TEXTE DU DOCUMENT:
<<<<

La Coalition des organismes communautaires québécois de lutte contre le sida (COCQ-SIDA) a tenu à rappeler que, comme pour l’épidémie de VIH/sida, la réponse à l’épidémie de COVID-19 doit se faire dans le respect des droits de la personne.
«Nous saluons la réponse jusqu’ici prompte et proportionnée du gouvernement face à la crise actuelle. Cependant, nous souhaitons émettre des réserves quant à sa mise en œuvre. Le 13 mars dernier, en déclarant l’état d’urgence sanitaire, le gouvernement du Québec se dotait de larges pouvoirs afin de protéger la santé de la population. Les forces policières ont eu le mandat d’appuyer le gouvernement et les autorités de santé publique dans l’application de ces mesures d’exception. Nous nous inquiétons de l’impact qu’aura ce rapprochement sur les communautés plus vulnérables et les personnes marginalisées.»

>>>>

QUESTIONS ET TÂCHES:
(a) Veuillez recopier tel quel tout le passage du texte du document, de « La Coalition des » jusqu'à « de la personne. ».
(b) Selon le texte du document, à quelle date le gouvernement du Québec a-t-il déclaré l'état d'urgence sanitaire ?
(c) Énumérez toutes les organisations et institutions mentionnées dans le texte du document.
Les données qui suivent proviennent d'une autre source.

EXTRAIT DE DONNÉES:
<<<<

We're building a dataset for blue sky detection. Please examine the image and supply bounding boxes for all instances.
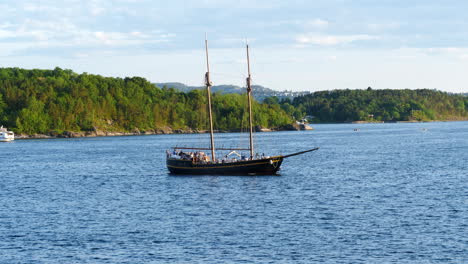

>>>>

RÉPONSES:
(a)
La Coalition des organismes communautaires québécois de lutte contre le sida (COCQ-SIDA) a tenu à rappeler que, comme pour l’épidémie de VIH/sida, la réponse à l’épidémie de COVID-19 doit se faire dans le respect des droits de la personne.

(b) Le 13 mars.

(c)
- La Coalition des organismes communautaires québécois de lutte contre le sida (COCQ-SIDA)
- Le gouvernement du Québec
- Les forces policières
- Les autorités de santé publique